__Written problem__:
Please format the entries, from the start through the line containing "205 125 L 232", as a JSON list of strings with one string per line, leaving out blank lines.

__Provided records__:
*-*-*

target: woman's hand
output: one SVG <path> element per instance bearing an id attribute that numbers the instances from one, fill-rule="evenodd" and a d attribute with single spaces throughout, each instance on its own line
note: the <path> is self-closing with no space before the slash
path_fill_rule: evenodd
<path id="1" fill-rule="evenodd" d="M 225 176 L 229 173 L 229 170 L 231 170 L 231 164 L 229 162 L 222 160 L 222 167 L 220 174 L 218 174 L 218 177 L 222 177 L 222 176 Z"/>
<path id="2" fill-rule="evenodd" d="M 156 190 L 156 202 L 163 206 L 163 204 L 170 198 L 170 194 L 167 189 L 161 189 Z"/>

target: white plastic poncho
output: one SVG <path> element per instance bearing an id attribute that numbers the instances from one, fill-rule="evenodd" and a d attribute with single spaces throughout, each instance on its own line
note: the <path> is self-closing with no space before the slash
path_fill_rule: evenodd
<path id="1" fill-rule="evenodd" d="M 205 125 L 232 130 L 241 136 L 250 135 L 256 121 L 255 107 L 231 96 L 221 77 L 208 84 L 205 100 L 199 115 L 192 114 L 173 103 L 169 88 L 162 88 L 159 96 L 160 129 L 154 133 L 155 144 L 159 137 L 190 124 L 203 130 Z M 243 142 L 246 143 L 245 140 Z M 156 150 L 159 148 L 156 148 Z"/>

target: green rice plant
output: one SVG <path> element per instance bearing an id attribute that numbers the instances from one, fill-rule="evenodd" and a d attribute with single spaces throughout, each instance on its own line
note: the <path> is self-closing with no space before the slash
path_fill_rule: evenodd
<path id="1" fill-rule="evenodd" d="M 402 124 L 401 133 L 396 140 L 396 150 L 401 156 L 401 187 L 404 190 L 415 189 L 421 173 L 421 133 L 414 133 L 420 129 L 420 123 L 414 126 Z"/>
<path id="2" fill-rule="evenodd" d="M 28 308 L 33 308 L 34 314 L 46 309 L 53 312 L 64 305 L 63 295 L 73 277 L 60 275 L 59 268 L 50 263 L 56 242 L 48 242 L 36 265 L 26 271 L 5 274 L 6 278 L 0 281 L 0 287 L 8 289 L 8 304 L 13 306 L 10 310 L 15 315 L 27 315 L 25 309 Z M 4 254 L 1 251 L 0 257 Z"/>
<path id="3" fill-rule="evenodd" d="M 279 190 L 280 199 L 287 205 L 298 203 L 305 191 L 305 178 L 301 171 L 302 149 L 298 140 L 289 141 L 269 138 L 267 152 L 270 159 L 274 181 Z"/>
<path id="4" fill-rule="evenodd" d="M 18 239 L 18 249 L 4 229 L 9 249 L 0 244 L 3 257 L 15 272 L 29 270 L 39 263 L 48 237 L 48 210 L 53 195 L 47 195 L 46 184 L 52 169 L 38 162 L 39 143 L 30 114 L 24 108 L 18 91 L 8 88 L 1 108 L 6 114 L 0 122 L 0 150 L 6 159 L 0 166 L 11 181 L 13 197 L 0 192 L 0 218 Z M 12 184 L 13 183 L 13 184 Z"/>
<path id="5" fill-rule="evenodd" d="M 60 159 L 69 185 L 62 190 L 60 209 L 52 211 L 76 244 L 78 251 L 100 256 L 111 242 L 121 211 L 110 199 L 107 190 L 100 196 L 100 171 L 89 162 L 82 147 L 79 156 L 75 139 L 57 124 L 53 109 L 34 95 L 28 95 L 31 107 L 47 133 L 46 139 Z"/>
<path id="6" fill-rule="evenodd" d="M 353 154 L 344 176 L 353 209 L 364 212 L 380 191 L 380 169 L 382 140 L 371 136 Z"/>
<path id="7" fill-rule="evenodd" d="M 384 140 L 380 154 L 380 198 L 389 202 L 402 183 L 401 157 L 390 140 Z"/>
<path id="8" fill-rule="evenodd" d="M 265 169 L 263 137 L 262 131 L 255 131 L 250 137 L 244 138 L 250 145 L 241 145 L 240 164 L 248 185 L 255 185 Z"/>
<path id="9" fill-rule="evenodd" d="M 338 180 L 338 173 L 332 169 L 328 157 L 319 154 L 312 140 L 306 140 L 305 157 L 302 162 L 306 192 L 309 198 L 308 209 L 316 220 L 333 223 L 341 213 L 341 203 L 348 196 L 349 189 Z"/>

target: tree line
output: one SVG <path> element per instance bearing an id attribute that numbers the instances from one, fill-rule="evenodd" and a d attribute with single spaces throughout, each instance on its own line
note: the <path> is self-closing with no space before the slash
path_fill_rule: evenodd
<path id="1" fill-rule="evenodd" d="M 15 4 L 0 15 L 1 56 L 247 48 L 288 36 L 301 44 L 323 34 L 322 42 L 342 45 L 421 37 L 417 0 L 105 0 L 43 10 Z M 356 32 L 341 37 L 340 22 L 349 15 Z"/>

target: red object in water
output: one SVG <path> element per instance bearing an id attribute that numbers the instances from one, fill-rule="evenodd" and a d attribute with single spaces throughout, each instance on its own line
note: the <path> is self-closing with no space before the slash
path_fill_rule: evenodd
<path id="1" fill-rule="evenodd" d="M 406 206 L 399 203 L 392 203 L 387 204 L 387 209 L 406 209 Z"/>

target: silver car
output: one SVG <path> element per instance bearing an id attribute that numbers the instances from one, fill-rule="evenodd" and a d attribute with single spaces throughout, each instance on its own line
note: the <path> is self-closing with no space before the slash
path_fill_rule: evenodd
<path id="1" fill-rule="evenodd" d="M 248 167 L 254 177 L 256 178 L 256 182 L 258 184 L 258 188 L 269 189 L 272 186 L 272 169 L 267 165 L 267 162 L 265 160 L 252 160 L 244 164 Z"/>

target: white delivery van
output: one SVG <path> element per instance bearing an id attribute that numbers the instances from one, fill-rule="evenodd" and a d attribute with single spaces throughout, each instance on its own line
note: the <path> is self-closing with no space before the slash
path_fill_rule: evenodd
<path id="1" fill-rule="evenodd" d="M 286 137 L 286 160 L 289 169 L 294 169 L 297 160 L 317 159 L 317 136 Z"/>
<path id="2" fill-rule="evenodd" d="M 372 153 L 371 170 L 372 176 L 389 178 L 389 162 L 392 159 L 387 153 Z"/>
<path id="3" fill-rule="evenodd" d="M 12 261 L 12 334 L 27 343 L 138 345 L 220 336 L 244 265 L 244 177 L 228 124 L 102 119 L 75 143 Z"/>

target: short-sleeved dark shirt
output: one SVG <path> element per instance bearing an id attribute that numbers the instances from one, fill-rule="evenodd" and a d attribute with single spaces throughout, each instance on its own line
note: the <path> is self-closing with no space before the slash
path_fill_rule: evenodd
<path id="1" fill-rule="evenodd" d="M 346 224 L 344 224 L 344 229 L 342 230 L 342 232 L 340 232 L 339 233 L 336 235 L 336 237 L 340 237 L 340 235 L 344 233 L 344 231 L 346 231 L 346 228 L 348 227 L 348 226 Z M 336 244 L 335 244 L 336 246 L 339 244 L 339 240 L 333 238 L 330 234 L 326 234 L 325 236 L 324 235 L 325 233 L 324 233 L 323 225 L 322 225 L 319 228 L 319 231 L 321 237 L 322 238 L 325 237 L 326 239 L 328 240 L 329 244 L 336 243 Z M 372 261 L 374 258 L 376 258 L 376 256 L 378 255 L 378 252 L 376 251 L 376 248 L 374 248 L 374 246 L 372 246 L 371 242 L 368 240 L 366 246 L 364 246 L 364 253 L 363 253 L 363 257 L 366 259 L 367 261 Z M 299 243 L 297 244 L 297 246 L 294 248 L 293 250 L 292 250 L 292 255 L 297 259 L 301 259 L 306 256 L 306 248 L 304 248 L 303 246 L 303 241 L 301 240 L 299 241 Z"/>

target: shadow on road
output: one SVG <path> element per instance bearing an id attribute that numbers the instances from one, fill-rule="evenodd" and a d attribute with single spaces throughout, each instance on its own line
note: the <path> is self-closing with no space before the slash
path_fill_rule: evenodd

*-*-*

__Problem solution__:
[
  "target: woman's hand",
  "output: one SVG <path> element per instance bearing an id attribute that numbers the instances from one, fill-rule=\"evenodd\" and a d attribute with single spaces throughout, each instance on its own line",
  "note: the <path> is self-closing with no space before the slash",
  "path_fill_rule: evenodd",
  "<path id=\"1\" fill-rule=\"evenodd\" d=\"M 225 176 L 229 173 L 229 170 L 231 170 L 231 164 L 229 162 L 222 160 L 222 167 L 220 174 L 218 174 L 218 177 L 222 177 L 222 176 Z\"/>",
  "<path id=\"2\" fill-rule=\"evenodd\" d=\"M 156 190 L 156 202 L 163 206 L 163 204 L 170 198 L 170 194 L 167 189 L 161 189 Z\"/>",
  "target: white plastic poncho",
  "output: one SVG <path> element per instance bearing an id attribute that numbers the instances from one, fill-rule=\"evenodd\" and a d attribute with single spaces throughout, each instance on its own line",
  "note: the <path> is self-closing with no space before the slash",
  "path_fill_rule: evenodd",
  "<path id=\"1\" fill-rule=\"evenodd\" d=\"M 205 125 L 232 130 L 241 136 L 250 135 L 256 121 L 255 107 L 231 96 L 221 77 L 208 84 L 205 100 L 199 115 L 192 114 L 173 103 L 169 88 L 162 88 L 159 96 L 160 129 L 154 133 L 155 144 L 159 137 L 190 124 L 203 130 Z M 243 142 L 246 143 L 245 140 Z M 156 150 L 159 148 L 156 148 Z\"/>"
]